Problem statement:
Look at the entries below and reproduce them exactly.

Given information:

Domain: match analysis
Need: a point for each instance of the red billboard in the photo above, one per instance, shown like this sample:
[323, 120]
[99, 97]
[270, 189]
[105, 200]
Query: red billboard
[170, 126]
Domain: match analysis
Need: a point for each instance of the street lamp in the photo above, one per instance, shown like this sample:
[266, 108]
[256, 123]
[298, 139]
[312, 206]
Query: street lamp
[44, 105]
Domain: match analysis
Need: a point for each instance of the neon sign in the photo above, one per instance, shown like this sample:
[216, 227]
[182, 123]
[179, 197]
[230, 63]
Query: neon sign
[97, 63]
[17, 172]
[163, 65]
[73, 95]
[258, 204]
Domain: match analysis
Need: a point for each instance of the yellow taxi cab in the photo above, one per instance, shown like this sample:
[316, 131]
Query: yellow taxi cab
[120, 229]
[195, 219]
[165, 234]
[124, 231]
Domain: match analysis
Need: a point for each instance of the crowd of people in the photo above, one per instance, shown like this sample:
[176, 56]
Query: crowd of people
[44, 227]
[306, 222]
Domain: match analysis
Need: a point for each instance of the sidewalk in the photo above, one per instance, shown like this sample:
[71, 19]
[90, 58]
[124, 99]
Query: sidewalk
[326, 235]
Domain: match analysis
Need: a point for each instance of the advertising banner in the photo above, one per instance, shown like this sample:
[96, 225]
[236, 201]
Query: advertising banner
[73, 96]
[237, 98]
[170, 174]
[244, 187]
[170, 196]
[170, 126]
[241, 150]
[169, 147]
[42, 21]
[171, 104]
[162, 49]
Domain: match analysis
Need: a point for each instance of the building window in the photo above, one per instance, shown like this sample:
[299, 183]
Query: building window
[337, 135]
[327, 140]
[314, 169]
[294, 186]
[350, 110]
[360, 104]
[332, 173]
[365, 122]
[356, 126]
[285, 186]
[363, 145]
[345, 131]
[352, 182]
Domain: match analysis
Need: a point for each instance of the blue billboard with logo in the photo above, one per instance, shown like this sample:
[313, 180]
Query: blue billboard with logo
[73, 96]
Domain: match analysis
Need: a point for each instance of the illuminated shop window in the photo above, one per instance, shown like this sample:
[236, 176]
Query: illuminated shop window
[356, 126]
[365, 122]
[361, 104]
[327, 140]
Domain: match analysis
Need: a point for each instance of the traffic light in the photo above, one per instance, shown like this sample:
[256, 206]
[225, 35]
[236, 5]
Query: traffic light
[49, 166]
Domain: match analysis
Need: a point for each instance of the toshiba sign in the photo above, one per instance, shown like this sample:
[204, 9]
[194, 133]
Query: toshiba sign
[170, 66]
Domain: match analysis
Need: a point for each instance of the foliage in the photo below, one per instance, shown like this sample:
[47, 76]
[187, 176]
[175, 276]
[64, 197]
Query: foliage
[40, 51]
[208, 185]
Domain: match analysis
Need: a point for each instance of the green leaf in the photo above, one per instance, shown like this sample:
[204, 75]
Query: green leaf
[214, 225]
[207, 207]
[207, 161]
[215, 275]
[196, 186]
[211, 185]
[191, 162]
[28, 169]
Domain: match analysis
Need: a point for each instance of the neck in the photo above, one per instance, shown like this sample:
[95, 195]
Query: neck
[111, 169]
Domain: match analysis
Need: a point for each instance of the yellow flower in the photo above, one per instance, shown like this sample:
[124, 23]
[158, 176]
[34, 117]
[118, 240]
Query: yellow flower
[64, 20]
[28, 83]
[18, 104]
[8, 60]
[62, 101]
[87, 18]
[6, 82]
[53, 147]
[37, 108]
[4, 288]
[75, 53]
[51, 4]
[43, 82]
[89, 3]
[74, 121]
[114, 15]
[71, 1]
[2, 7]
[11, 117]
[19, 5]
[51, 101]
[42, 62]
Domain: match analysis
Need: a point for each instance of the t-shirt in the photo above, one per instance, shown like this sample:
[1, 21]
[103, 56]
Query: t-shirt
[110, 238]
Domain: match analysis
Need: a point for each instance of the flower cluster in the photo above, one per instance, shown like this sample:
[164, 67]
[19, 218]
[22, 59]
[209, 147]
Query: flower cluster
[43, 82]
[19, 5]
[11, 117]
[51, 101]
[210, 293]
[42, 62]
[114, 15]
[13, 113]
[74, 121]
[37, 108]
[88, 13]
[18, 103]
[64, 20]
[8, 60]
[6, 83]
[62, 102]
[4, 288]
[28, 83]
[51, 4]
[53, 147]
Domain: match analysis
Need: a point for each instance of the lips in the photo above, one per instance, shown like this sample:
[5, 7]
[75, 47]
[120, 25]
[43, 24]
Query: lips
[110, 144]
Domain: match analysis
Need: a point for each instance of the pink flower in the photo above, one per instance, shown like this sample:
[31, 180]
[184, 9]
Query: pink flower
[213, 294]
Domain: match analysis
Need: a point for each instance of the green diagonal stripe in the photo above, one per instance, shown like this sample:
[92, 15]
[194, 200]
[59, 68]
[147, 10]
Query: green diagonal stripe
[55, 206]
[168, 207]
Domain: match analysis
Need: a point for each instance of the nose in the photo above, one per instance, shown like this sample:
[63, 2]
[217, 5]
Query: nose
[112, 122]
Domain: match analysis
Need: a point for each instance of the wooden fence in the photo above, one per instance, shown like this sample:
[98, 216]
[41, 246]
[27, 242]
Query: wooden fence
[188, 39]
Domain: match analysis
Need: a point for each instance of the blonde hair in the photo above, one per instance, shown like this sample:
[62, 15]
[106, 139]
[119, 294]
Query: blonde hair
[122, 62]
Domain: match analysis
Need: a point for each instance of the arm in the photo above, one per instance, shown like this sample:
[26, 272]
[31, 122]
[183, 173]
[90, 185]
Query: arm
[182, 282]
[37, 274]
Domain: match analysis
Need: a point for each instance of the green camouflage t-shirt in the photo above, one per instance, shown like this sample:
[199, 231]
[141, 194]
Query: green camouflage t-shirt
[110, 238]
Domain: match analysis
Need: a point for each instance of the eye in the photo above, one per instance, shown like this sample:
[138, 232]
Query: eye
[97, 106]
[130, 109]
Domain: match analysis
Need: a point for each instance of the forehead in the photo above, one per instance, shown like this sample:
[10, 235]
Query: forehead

Response to the task:
Domain: match analysis
Need: a point for each instance of the red billboard in the photo above, one per instance, shown like this sample:
[323, 120]
[99, 97]
[270, 189]
[105, 200]
Query: red billboard
[170, 126]
Domain: match analysis
Need: a point for each instance of the street lamp in the photo above, one per instance, shown like this sample:
[266, 108]
[256, 123]
[298, 139]
[312, 206]
Query: street lamp
[44, 105]
Domain: match analysis
Need: a point for each instance of the neon sign in the photo above, one per instance, shown like this sample:
[216, 227]
[182, 123]
[179, 197]
[230, 63]
Query: neon sign
[97, 63]
[17, 172]
[163, 65]
[73, 95]
[258, 204]
Domain: match analysis
Need: a point for each instance of the yellow taxi cab in the photo above, one per instance, shown like this sample:
[316, 131]
Query: yellow taxi cab
[120, 229]
[195, 219]
[165, 234]
[124, 231]
Domain: match analysis
Need: a point for each instance of the crowd of people in the photo above, one per instance, shown like this sample:
[176, 56]
Query: crowd of people
[44, 227]
[306, 222]
Domain: match analysis
Need: a point for each instance of the sidewalk in the photo above, one per instance, shown like this sample:
[71, 19]
[90, 58]
[124, 99]
Query: sidewalk
[326, 235]
Domain: match analysis
Need: a point for each instance of the advertising banner in the photo above, one per instance, shown like this sample:
[96, 225]
[236, 201]
Query: advertising banner
[73, 96]
[237, 98]
[170, 174]
[244, 187]
[170, 196]
[170, 126]
[241, 150]
[169, 147]
[42, 21]
[171, 104]
[162, 49]
Domain: match analysis
Need: a point for each instance of the building window in the photo above, one per instance, shown like this sample:
[299, 183]
Query: building window
[337, 135]
[327, 140]
[314, 169]
[294, 186]
[350, 110]
[360, 104]
[332, 173]
[365, 122]
[356, 126]
[285, 186]
[363, 145]
[345, 131]
[352, 182]
Domain: match analysis
Need: a point for each instance of the blue billboard with logo in the photo above, one per instance, shown like this sample:
[313, 180]
Query: blue billboard with logo
[73, 96]
Domain: match analysis
Need: a point for each instance of the illuminated shop window in the photo above, one per instance, shown like this sample:
[236, 176]
Query: illuminated shop window
[356, 126]
[365, 122]
[361, 104]
[327, 140]
Domain: match analysis
Need: a point for each instance of the traffic light in the photo above, one per instance, shown like this sample:
[256, 206]
[225, 35]
[236, 5]
Query: traffic light
[49, 166]
Domain: match analysis
Need: a point for each instance of the toshiba sign in the photo above, one per instance, shown like this sample:
[204, 9]
[194, 133]
Query: toshiba sign
[170, 66]
Domain: match analysis
Need: a point for each instance of the foliage in the photo below, one per instance, shown like this sample:
[47, 76]
[187, 176]
[175, 276]
[64, 197]
Query: foliage
[40, 51]
[208, 185]
Domain: match analysis
Need: a point for each instance of the green leaf in the photo above, one per instance, shown like this sample:
[204, 75]
Query: green leaf
[214, 225]
[207, 207]
[207, 161]
[215, 275]
[196, 186]
[211, 185]
[191, 162]
[28, 169]
Domain: match analysis
Need: a point for each instance of the neck in the photo above, one per instance, shown like this sample:
[95, 195]
Query: neck
[111, 169]
Domain: match analysis
Need: a point for each instance of the yellow flower in the photo above, one per instance, shown like this sample:
[124, 23]
[158, 176]
[34, 117]
[118, 240]
Query: yellow flower
[64, 20]
[28, 83]
[18, 104]
[8, 60]
[62, 101]
[87, 18]
[6, 82]
[53, 147]
[37, 108]
[4, 288]
[75, 53]
[51, 4]
[43, 82]
[89, 3]
[74, 121]
[114, 15]
[71, 1]
[2, 7]
[11, 117]
[19, 5]
[51, 101]
[42, 62]
Domain: match analysis
Need: a point for each instance of the t-shirt in the photo above, one per instance, shown like this sample:
[1, 21]
[103, 56]
Query: t-shirt
[110, 238]
Domain: match analysis
Need: a point for each instance of the flower cluster in the photo above, one per instance, shown like this sample:
[164, 67]
[19, 218]
[22, 59]
[209, 147]
Query: flower cluster
[43, 82]
[19, 5]
[11, 117]
[51, 101]
[210, 293]
[42, 62]
[114, 15]
[13, 113]
[74, 121]
[37, 108]
[88, 13]
[18, 103]
[64, 20]
[8, 60]
[6, 83]
[62, 102]
[4, 288]
[28, 83]
[51, 4]
[53, 147]
Domain: match analysis
Need: a point for each instance of the lips in the photo above, one per instance, shown like this sample:
[5, 7]
[75, 47]
[120, 25]
[43, 24]
Query: lips
[110, 144]
Domain: match analysis
Need: a point for each instance of the pink flower in the photo above, one per instance, shown like this sample:
[31, 180]
[184, 9]
Query: pink flower
[213, 294]
Domain: match analysis
Need: a point for each instance of the green diagonal stripe in the photo above, one per instance, shown like this sample:
[92, 15]
[194, 200]
[59, 68]
[147, 10]
Query: green diagonal stripe
[55, 206]
[168, 207]
Domain: match analysis
Need: a point for each instance of the nose in the photo above, one per instance, shown like this sample:
[63, 2]
[217, 5]
Query: nose
[112, 122]
Domain: match analysis
Need: a point for each instance of the wooden fence in the photo above, one per instance, shown like this sample:
[98, 216]
[41, 246]
[27, 242]
Query: wooden fence
[188, 39]
Domain: match analysis
Need: a point for each instance of the blonde hair in the photo above, one per instance, shown like this sample:
[62, 15]
[106, 139]
[119, 294]
Query: blonde hair
[122, 62]
Domain: match analysis
Need: a point for each instance of the arm in the photo above, one per instance, shown like this sample:
[26, 272]
[31, 122]
[183, 173]
[90, 185]
Query: arm
[182, 282]
[37, 274]
Domain: match analysis
Need: a point for each instance of the green camouflage t-shirt in the photo above, one per instance, shown like this sample:
[199, 231]
[141, 194]
Query: green camouflage t-shirt
[110, 238]
Domain: match analysis
Need: a point for each instance of the eye in the photo above, one per instance, shown like this sample:
[138, 232]
Query: eye
[97, 106]
[130, 109]
Domain: match analysis
Need: a point for each instance of the forehead in the photo above, one per instance, shown like this sample:
[10, 235]
Query: forehead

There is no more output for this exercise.